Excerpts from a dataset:
○ ○ ○ ○ ○ ○ ○

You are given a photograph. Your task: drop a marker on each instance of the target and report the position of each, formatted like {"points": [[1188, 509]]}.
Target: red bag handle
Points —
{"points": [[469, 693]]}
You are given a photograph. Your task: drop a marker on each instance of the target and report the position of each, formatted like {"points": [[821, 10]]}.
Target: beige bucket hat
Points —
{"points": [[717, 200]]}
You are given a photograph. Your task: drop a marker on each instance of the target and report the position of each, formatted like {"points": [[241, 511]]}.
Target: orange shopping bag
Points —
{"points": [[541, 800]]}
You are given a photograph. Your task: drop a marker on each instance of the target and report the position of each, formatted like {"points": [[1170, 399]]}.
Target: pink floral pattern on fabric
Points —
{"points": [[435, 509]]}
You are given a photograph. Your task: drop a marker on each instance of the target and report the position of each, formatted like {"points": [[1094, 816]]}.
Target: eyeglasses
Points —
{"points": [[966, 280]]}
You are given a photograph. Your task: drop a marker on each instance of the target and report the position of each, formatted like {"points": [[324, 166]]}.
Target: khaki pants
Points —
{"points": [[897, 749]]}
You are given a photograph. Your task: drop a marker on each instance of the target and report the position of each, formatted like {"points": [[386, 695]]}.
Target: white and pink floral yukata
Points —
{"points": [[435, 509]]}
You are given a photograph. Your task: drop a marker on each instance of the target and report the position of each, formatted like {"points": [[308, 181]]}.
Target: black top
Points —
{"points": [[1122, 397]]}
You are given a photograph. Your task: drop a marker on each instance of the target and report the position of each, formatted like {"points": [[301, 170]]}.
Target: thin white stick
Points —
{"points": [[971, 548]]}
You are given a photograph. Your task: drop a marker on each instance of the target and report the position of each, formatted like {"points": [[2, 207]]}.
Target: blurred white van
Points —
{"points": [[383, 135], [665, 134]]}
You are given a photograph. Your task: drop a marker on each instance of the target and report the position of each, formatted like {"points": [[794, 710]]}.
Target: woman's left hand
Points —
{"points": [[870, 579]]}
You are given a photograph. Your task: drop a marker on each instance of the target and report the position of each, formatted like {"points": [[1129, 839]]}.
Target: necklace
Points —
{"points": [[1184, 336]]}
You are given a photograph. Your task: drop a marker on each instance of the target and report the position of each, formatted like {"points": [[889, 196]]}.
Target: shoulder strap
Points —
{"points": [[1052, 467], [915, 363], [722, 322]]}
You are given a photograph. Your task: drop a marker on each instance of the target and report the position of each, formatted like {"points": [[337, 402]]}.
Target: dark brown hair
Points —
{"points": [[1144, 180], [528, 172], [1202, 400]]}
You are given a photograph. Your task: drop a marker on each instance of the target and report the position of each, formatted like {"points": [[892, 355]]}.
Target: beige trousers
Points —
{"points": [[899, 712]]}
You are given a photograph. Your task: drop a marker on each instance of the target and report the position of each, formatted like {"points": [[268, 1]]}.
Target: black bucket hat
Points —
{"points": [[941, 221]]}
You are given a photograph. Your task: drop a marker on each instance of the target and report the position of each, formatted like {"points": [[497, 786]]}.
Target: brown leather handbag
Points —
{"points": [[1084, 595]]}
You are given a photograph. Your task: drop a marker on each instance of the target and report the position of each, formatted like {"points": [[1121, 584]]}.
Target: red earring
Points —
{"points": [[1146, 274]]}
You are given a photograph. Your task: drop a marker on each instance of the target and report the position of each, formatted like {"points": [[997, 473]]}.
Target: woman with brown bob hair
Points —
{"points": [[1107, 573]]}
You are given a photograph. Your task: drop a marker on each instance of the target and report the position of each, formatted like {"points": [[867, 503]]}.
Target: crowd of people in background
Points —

○ ○ ○ ○ ○ ○ ○

Exercise:
Word for word, restate each of the records above.

Solution below:
You are given a photograph. Your task: drop a marker on each instance of the target and report the position of each, formatted like {"points": [[1188, 509]]}.
Target: red bag handle
Points —
{"points": [[469, 693]]}
You are given a photograph. Your task: drop a marker on each instance of the target and report the position of each, formatted like {"points": [[821, 10]]}.
Target: beige bucket hat
Points —
{"points": [[717, 200]]}
You are given a photograph. Your task: drop a marker on each instance of the target and report the position of each, formatted like {"points": [[241, 511]]}.
Target: orange shopping bag
Points —
{"points": [[541, 800]]}
You are given a photograph. Your task: drop a marker on each instance of the target and report the position of each, formatted like {"points": [[1170, 399]]}.
Target: pink floral pattern on fabric
Points —
{"points": [[435, 509]]}
You are given a photograph. Your task: drop a marker on each instance of the target and report the position of each, formatted like {"points": [[1094, 816]]}.
Target: eyeglasses
Points —
{"points": [[966, 280]]}
You are given a photograph. Your task: drop a marker on each instance of the target and report the position of each, formatted like {"points": [[324, 166]]}.
Target: khaki pants
Points —
{"points": [[897, 749]]}
You are given a photograph. Your task: drop a marker on each instance of the target and report the position of each, formatted like {"points": [[386, 695]]}.
Target: white and pink floral yukata
Points —
{"points": [[435, 509]]}
You are given a photograph. Your task: drop a marker on each instance of the target and report the position of each, formatted like {"points": [[308, 181]]}.
Target: black top
Points —
{"points": [[1122, 397]]}
You are given a photograph. Your task: drop a marker on each instance of the target and report the position of each, formatted like {"points": [[301, 170]]}.
Target: thin white stick
Points —
{"points": [[971, 548]]}
You are given a photograph. Your task: drop a marker on each instance of the target and report the position of each, formatted like {"points": [[2, 207]]}.
Target: blurred white van
Points —
{"points": [[383, 135], [665, 134]]}
You are given a photograph. Your task: drop a marker on each instance of the target and report the position of each, formatted like {"points": [[794, 710]]}.
Target: woman's left hand
Points —
{"points": [[870, 579]]}
You are given a photograph. Your task: drop a marker on each instance of the target and report the position of each, formatted like {"points": [[1129, 839]]}.
Target: necklace
Points —
{"points": [[1184, 336]]}
You are given a photograph. Your task: drop a marker on each instance of the target and report the position of each, formatted like {"points": [[889, 196]]}.
Target: shoulder strap
Points —
{"points": [[1052, 467], [915, 363], [722, 322]]}
You are given a photograph. Your task: drop a marker on each instance of the target and report the position of each, formatted like {"points": [[337, 402]]}.
Target: dark brown hair
Points —
{"points": [[1144, 180], [528, 172], [1202, 400]]}
You are given a photograph. Your task: drop a marker on each instance of the target and report the position of each, formatted like {"points": [[892, 355]]}.
Target: beige trousers
Points —
{"points": [[899, 712]]}
You are given a photograph. Your task: drop a marker on each instance of the target and report the position of each, formatted like {"points": [[268, 1]]}.
Target: black bucket hat
Points —
{"points": [[941, 221]]}
You are given a photograph. Your task: drop a marker on each instance of the target and report the position of each, formatted like {"points": [[497, 786]]}.
Target: brown leather handbag
Points —
{"points": [[1084, 595]]}
You are given a photograph. Your task: drop a marker on each instance of the target and report the position of each, formatted like {"points": [[1121, 584]]}.
Target: red earring
Points —
{"points": [[1146, 274]]}
You are given a photograph. Your task: drop a marker on each instance of the target and report the position of each, formatted like {"points": [[997, 473]]}.
Target: woman with brown bob hair
Points —
{"points": [[1107, 573]]}
You are given a photograph. Your task: drop a marker on each instance of the target and report the position of each, formatted like {"points": [[867, 503]]}.
Target: crowd of people in background
Points —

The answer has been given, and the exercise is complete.